Stated goal: In the material below, copy out verbatim the lines beginning with the one containing "Could you please put a dot on the dark" and continuing through the one containing "column 257, row 189", inclusive of both.

Dataset entries:
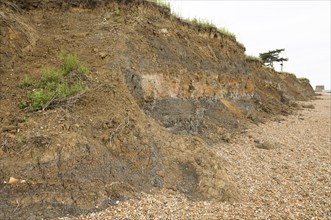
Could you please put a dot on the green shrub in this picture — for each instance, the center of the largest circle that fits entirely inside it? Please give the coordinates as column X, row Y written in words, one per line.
column 26, row 82
column 50, row 76
column 56, row 85
column 39, row 98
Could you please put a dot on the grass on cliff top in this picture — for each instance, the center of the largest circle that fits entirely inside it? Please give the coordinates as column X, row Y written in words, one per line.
column 304, row 80
column 199, row 22
column 288, row 74
column 161, row 3
column 55, row 85
column 253, row 58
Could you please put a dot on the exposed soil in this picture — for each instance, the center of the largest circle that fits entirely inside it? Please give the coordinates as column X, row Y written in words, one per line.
column 288, row 180
column 162, row 96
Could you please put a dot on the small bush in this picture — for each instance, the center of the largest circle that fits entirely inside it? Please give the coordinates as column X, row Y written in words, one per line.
column 56, row 85
column 50, row 75
column 39, row 98
column 26, row 82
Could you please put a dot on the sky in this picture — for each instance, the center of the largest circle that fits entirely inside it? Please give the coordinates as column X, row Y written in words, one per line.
column 302, row 28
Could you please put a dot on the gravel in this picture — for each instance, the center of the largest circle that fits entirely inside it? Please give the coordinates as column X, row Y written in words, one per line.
column 282, row 169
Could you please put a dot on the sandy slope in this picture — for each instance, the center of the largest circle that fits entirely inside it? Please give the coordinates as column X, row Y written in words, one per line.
column 291, row 179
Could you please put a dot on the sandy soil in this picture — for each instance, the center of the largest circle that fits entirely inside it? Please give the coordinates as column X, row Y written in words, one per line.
column 282, row 168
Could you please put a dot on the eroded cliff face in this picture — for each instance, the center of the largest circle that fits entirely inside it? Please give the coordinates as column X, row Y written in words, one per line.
column 161, row 91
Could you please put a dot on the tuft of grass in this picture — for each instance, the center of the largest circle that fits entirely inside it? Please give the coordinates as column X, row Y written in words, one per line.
column 304, row 80
column 56, row 85
column 253, row 58
column 161, row 3
column 225, row 32
column 26, row 82
column 288, row 74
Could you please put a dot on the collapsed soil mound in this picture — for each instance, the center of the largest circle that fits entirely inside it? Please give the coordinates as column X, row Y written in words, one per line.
column 159, row 91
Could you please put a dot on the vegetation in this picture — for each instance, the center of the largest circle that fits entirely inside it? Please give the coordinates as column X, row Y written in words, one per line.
column 26, row 82
column 55, row 85
column 303, row 80
column 199, row 22
column 288, row 74
column 161, row 3
column 272, row 56
column 253, row 58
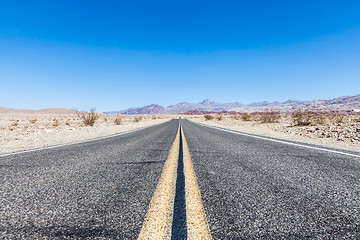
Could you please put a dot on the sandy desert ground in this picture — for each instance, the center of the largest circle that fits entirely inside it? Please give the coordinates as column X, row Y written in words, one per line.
column 344, row 134
column 27, row 130
column 21, row 130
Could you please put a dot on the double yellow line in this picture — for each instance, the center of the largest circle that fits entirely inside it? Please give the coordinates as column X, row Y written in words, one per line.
column 158, row 220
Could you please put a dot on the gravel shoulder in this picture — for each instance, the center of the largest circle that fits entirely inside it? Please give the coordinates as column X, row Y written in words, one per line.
column 343, row 136
column 23, row 132
column 92, row 190
column 258, row 189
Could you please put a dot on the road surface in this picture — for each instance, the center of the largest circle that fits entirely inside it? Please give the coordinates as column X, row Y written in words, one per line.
column 248, row 187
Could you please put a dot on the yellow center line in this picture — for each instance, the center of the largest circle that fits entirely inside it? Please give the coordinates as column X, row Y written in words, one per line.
column 158, row 220
column 197, row 224
column 157, row 223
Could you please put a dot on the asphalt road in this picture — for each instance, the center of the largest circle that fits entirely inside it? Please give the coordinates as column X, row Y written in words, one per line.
column 94, row 190
column 251, row 188
column 258, row 189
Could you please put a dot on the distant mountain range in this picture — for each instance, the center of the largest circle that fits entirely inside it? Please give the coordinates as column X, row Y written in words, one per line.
column 347, row 103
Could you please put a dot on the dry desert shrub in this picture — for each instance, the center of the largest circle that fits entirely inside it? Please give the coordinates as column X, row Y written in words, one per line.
column 337, row 118
column 14, row 123
column 318, row 118
column 246, row 117
column 301, row 118
column 137, row 119
column 56, row 123
column 235, row 116
column 269, row 116
column 117, row 120
column 219, row 117
column 208, row 117
column 89, row 118
column 33, row 120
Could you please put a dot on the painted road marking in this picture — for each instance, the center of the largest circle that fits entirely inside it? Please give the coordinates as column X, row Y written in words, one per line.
column 76, row 142
column 157, row 223
column 280, row 141
column 197, row 224
column 159, row 218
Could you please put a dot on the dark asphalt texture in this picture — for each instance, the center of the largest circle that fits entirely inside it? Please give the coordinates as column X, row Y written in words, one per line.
column 94, row 190
column 257, row 189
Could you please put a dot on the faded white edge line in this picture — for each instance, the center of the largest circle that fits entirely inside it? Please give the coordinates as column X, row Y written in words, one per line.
column 77, row 142
column 279, row 141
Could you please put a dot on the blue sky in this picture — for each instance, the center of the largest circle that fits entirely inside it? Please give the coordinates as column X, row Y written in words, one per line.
column 114, row 55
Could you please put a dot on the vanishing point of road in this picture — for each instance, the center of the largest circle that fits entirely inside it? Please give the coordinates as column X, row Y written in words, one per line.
column 181, row 180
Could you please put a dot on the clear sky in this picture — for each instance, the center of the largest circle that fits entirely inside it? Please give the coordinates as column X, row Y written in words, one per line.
column 114, row 55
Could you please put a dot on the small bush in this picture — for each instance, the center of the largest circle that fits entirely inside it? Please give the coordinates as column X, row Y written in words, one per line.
column 208, row 117
column 89, row 118
column 269, row 116
column 337, row 118
column 137, row 119
column 33, row 120
column 246, row 117
column 118, row 120
column 14, row 123
column 301, row 118
column 56, row 123
column 318, row 118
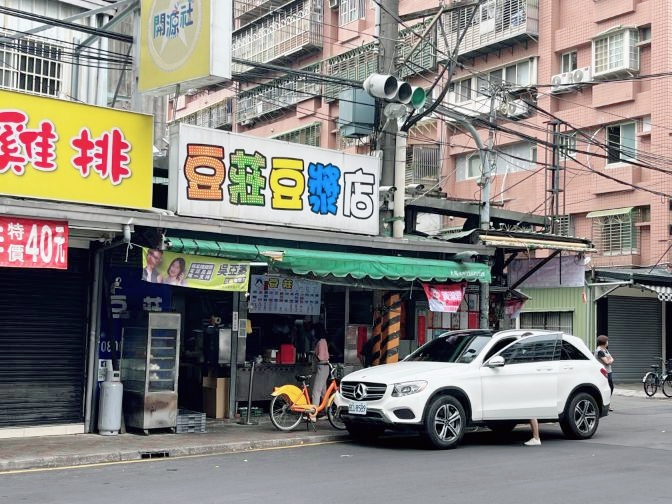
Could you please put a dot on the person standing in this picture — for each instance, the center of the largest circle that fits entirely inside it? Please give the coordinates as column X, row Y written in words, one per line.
column 322, row 360
column 606, row 359
column 151, row 271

The output:
Could you please put a dot on the dark asphalt texture in this picture — for each instance, the center of the largest circle that fits entirely inside it? Please give the coordinates as column X, row Y written in words, one per line.
column 94, row 190
column 257, row 189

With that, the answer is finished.